## START Extracted records

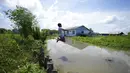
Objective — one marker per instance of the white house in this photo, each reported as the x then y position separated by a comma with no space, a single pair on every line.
74,31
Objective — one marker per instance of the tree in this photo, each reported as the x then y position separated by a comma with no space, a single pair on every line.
23,20
91,32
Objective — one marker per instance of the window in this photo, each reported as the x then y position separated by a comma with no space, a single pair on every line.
82,32
73,32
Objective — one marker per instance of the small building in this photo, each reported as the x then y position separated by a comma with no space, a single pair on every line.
75,31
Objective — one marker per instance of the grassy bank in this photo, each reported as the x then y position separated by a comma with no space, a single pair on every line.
116,42
16,54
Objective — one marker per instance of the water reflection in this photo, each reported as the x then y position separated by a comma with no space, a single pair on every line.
91,59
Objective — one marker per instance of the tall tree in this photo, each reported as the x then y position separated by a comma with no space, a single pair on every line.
23,20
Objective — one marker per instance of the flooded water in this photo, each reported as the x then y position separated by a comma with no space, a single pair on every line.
89,59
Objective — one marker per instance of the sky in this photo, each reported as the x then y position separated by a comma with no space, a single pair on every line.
103,16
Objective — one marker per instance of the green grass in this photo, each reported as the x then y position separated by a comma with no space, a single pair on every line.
116,42
16,54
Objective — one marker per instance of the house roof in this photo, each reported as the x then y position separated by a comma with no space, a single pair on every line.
71,28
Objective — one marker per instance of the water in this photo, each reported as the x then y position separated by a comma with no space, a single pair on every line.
91,59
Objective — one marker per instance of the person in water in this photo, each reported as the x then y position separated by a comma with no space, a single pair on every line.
61,33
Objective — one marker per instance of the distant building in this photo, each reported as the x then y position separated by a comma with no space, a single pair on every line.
75,31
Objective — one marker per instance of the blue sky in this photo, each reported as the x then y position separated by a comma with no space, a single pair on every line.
101,15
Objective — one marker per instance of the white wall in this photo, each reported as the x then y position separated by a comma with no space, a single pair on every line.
71,33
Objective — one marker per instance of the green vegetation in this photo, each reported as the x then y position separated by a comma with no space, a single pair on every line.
116,42
16,50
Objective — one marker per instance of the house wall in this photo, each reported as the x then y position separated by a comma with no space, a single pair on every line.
70,33
82,29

## END Extracted records

**Problem to work on**
Please copy out all of the records above with every "marker" changed to "point" and nothing else altered, leaving the pictures out.

**Answer to the exercise**
Objective — one point per instance of the white house in this photo, each reported as the x then y position separated by a comma with no space, a single pair on every line.
74,31
Objective — one point per instance of the tree in this photo, each reported as the x then y position separated by a comma with no space, a single pair on every line.
23,20
91,32
Objective — one point per instance of the window in this photo, each reported as the x then y position separated by a comma with no space, a single pair on every line.
82,32
73,32
Objective — one point per instance of the small building in this photo, each reported as the x then y position separated by a comma with no space, a single pair on every line.
75,31
Objective — one point per instance of the grassy bank in this photo, each reported as the x then y position separated by a comma with no space, a single pair on every line.
116,42
16,54
Objective — one point per instance of the water reflection in this photo, each reported as the x then y position separated by a comma with no space, a single pair on every line.
91,59
Objective — one point per instance of the tall tree in this photo, each reported as the x then y position separated by a comma with no space, a single pair on every line.
23,20
Objective — one point per instance of the flooded water in this photo, each reported as the x then y position separated by a comma with no space, a single pair on every line.
89,59
Objective — one point per instance of the sky in this photo, each reported as the x then y position separated by a comma with no space, a single pair on every line.
103,16
Objective — one point per instance of the green grass in this photo, each reported as the x then y position separated by a comma with no space, a single pair on every line.
116,42
16,54
Objective — one point per instance of the house roof in this photo, each reported as the x then y position separated by a comma with no space, a single pair on every line.
71,28
Objective — one point per instance of the water in this photo, each reported as the x then y position separated by a comma with no space, a single pair on every line.
91,59
Objective — one point per instance of the person in water in this photo, each reported as the x then y position separated by a comma with no space, a single pair on every line.
61,33
Objective — one point per instance of the distant building in this photo, each reported as the x then y position separated by a comma with no space, a single pair on every line.
75,31
Objective — one point per instance of the blue sky in this photo, each reported as the x then y position separated by a comma with no space, a single pair on every line.
101,15
Objective — one point per instance of the white wall in this photo, each reported as the x then y position separated by a comma with no space, a single pair on every line.
71,33
Objective — one point per instance of the green vegetation in this photo, each reported as the x then y position separated by a comma with no space, a single pair on every line.
116,42
16,50
Objective — one point per instance of the house wall in this photo, each reported as the x then y position separated by a comma with no space, a single pair on every line.
70,33
82,29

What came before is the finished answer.